RECORDS FOR THE TASK:
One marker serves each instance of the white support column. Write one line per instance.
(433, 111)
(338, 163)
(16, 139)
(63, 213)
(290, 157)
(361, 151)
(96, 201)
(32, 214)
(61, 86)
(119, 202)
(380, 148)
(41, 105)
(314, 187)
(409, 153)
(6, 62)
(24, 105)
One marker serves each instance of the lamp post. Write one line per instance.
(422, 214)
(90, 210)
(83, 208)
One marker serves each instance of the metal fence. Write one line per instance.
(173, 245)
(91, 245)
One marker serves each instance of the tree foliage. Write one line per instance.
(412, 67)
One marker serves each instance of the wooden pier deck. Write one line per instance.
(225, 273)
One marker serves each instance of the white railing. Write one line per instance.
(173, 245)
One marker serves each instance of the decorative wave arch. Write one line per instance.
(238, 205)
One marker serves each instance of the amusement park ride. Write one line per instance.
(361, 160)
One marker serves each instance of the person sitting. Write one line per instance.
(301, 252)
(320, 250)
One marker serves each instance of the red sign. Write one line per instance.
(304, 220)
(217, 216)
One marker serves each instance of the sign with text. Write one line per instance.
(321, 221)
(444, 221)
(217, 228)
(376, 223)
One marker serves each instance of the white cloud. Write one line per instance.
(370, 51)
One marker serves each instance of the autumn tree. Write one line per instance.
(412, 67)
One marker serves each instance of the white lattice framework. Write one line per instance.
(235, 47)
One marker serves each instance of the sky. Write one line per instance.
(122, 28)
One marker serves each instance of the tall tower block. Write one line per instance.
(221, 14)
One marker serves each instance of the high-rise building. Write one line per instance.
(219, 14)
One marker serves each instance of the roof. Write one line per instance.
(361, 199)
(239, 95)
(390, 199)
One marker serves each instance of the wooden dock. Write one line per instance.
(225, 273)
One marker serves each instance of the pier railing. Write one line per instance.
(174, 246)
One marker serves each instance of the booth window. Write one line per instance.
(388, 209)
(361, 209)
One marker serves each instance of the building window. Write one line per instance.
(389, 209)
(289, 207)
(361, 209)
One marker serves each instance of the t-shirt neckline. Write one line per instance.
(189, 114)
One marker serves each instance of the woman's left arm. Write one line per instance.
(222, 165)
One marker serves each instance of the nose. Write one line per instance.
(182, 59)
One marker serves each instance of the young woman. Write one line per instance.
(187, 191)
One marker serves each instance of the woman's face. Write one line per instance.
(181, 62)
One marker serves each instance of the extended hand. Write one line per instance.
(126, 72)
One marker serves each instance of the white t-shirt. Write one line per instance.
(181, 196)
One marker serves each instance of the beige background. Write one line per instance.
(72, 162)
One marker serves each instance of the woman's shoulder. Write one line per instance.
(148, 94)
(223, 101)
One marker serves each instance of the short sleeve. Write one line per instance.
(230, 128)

EXERCISE AIM: Print the whole listing again, exactly.

ANSWER TO THE PROBLEM:
One marker serves each instance of the white support column. Write one line per instance.
(433, 111)
(338, 163)
(16, 139)
(63, 213)
(290, 157)
(361, 151)
(96, 201)
(32, 214)
(61, 86)
(119, 202)
(380, 148)
(41, 105)
(314, 187)
(409, 153)
(6, 62)
(24, 105)
One marker serves each instance of the lamp post. Write one line per instance.
(422, 214)
(90, 210)
(83, 208)
One marker serves each instance of the metal fence. Write one line per instance.
(173, 245)
(91, 245)
One marker serves each instance of the tree foliage. Write one line per instance.
(412, 67)
One marker serves each instance of the wooden pier deck. Write one line per instance.
(225, 273)
One marker serves each instance of the white railing. Write one line per instance.
(173, 245)
One marker serves each instance of the decorative wave arch. Write one line per instance.
(238, 205)
One marker serves each instance of the amusement park ride. Write one line per instance.
(361, 160)
One marker serves each instance of the person sitting. Write one line per instance.
(301, 252)
(320, 250)
One marker serves each instance of the red sign. Write one line per instance.
(304, 220)
(217, 216)
One marker serves each instance of the sign with text. Write one line per instance.
(321, 221)
(444, 221)
(217, 228)
(376, 223)
One marker serves each instance of the white cloud. Write one line per instance.
(370, 51)
One marker serves each instance of the autumn tree. Write one line per instance.
(412, 67)
One marker serves each instance of the white lattice framework. Write one line per instance.
(235, 47)
One marker serves each instance of the sky. Write one line per instance.
(122, 28)
One marker serves each instance of the tall tower block. Write one line per instance.
(221, 14)
One marker serves each instance of the high-rise building. Write one line per instance.
(219, 14)
One marker serves each instance of the roof. Write one line per instance.
(361, 199)
(239, 95)
(390, 199)
One marker serves each instance of the wooden dock. Write one line per instance.
(225, 273)
One marker serves each instance of the pier railing. Write one line per instance.
(174, 246)
One marker serves each instance of the booth window. Write one line per instance.
(388, 209)
(361, 209)
One marker serves each instance of the building window. Write one line per instance.
(389, 209)
(289, 207)
(361, 209)
One marker serves each instance of the t-shirt neckline. Write one line per instance.
(189, 114)
One marker serves each instance of the woman's left arm. Write one line per instance.
(222, 165)
One marker serves each instance of the nose. Write one line per instance.
(182, 59)
One marker serves each instance of the young woman. Write one line per instance.
(187, 191)
One marker serves each instance of the woman's face. Write one line per instance.
(181, 62)
One marker serves each instance of the extended hand. Write one line per instance.
(126, 72)
One marker serves each instance of the white t-shirt. Write one line per instance.
(181, 196)
One marker serves each instance of the beige background. Write one line per instance.
(72, 162)
One marker serves each instance of the woman's shoulder. Write one line per instance.
(148, 94)
(223, 101)
One marker serves each instance of the short sleeve. Write one line per instance.
(230, 128)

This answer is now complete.